| Page |

** Begin **

Sorry Nash ,, kinda got off the subject ,, but i sure wish someday i could say as u was a had been ,, and go rving for the rest of my living on earth time   :approve:  :approve:  :approve:  :approve:


----------



## big bilko (Aug 26, 2008)

Re: come on over

I fully agree.  If you take a life intentionly you should forfeit your own. there is too much of the easy approach to the criminals feelings and none for the victims. Judges live in a fools world as they never see how the rest of us live .all the do gooders cannot or will not see that the murderers and rapists are given too many chances and are flaunting the law as the penalties are laughable. It would take a murder of a judges son or daughter to wake these fools up. Murderers and rapists getting the death penalty never reoffend.Have no delays and appeals over years and convict them and execute them immediately.  We dont have the death penalty down under much the pity an multiple murderers are out in 10/15 years, most reoffend within 2 years.  sorry to be so graphic but I feel very strongly about this subject.   Regards from Aussie , Big Bilko.


----------



## DL Rupper (Aug 26, 2008)

Re: come on over

Juice them or hang them.  The death penalty may not be a deterrent to murder or rape, but if the state or country enforces the death penalty, the individual that has committed the crime certainly can't do it again if he/she is 6 feet under. :evil:  :dead:


----------



## C Nash (Aug 26, 2008)

Re: come on over

Well DL, I just found out the other day that they now are just 4 feet under.  Maybe they had better go back to 6 ft for the murders just to be sure


----------



## DL Rupper (Aug 26, 2008)

Re: come on over

Good idea.


----------



## dbl-d (Aug 27, 2008)

Re: come on over

sounds like they need to put in an express lane for death row.  like we have heere in Texas.


----------



## DL Rupper (Aug 27, 2008)

Re: come on over

There you go.  I'll second that.


----------

** End **

| Given instruction 1 |
Return the part of the forum thread starting at "sounds like they" and ending at "I'll second that.".
The records below come from a separate source and bear no relation to the forum thread.

| Material provided |
** Begin **

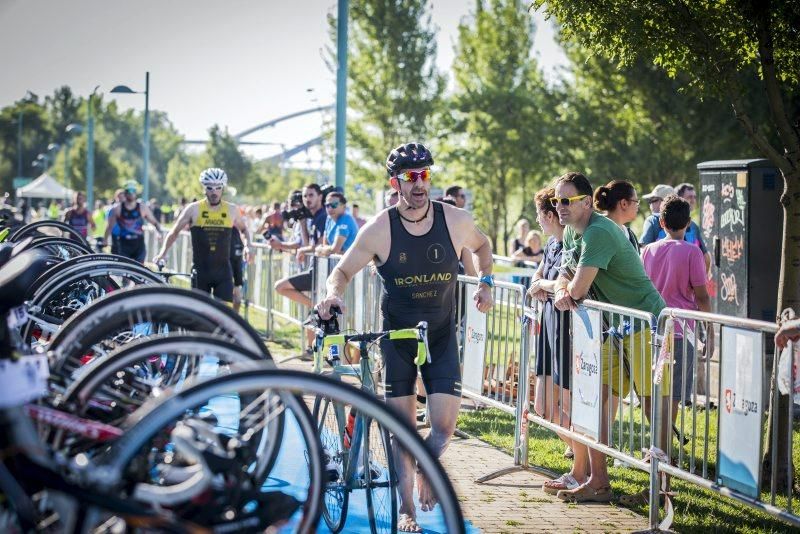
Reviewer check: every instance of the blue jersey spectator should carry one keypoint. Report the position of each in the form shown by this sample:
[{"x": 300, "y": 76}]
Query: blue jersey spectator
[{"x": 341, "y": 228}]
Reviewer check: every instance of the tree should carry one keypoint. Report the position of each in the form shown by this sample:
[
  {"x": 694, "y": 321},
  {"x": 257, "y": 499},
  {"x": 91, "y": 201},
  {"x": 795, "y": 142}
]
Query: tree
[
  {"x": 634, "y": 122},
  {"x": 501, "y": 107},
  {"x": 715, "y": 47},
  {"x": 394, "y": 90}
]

** End **

| Given instruction 2 |
Update all of the records by replacing "Reviewer check" with "Quality check" and leaving everything else unchanged. Omit the pictures from your answer.

| Exercise output 1 |
sounds like they need to put in an express lane for death row.  like we have heere in Texas.


----------



## DL Rupper (Aug 27, 2008)

Re: come on over

There you go.  I'll second that.

| Exercise output 2 |
Quality check: every instance of the blue jersey spectator should carry one keypoint. Report the position of each in the form shown by this sample:
[{"x": 300, "y": 76}]
Query: blue jersey spectator
[{"x": 341, "y": 228}]
Quality check: every instance of the tree should carry one keypoint. Report the position of each in the form shown by this sample:
[
  {"x": 694, "y": 321},
  {"x": 257, "y": 499},
  {"x": 91, "y": 201},
  {"x": 795, "y": 142}
]
Query: tree
[
  {"x": 634, "y": 122},
  {"x": 501, "y": 107},
  {"x": 715, "y": 47},
  {"x": 394, "y": 90}
]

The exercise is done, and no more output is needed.